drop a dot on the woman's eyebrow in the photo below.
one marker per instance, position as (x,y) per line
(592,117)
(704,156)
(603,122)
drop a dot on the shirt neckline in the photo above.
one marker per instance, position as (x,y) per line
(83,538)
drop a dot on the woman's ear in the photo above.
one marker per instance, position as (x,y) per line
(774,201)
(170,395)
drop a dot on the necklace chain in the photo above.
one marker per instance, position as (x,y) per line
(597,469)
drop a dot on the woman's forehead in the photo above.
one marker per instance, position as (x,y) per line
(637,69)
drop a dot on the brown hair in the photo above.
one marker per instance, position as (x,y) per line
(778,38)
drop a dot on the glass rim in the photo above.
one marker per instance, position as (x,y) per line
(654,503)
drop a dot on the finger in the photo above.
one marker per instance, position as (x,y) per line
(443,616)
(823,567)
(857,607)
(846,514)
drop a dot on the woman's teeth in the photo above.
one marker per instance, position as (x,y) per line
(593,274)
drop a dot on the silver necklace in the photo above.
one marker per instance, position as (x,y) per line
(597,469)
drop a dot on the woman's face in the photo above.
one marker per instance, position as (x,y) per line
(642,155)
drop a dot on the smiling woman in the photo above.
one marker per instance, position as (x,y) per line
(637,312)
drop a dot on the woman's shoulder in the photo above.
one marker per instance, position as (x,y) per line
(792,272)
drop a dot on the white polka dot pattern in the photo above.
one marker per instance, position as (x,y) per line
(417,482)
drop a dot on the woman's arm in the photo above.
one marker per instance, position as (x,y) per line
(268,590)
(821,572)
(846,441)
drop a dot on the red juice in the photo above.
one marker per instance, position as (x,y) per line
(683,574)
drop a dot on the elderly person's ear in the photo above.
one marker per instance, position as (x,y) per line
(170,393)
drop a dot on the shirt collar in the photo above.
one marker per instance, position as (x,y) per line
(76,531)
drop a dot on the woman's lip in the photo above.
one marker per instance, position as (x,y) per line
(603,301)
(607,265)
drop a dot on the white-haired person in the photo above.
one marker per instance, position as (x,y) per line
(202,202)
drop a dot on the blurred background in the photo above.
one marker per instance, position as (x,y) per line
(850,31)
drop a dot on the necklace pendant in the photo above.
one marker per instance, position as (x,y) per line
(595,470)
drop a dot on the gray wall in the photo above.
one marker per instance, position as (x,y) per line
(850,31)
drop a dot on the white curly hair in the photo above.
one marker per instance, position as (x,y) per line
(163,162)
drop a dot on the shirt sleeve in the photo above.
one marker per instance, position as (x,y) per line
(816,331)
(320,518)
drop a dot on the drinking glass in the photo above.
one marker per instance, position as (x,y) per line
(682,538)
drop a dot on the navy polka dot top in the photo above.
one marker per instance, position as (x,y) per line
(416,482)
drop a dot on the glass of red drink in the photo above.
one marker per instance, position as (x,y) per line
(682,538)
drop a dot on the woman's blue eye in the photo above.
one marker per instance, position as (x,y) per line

___

• [Your assignment]: Give back exactly the lines running from the line that has "drop a dot on the drinking" to the end of the entries above.

• [Answer for this exercise]:
drop a dot on the drinking glass in the photo above.
one marker per instance, position as (x,y) per line
(682,538)
drop a dot on the navy polka dot top in the photo above.
one marker per instance, position as (x,y) per line
(416,482)
drop a dot on the glass of red drink in the photo above.
one marker per instance, position as (x,y) per line
(682,538)
drop a dot on the woman's blue eye in the photo above.
one marker per instance, position as (x,y) per line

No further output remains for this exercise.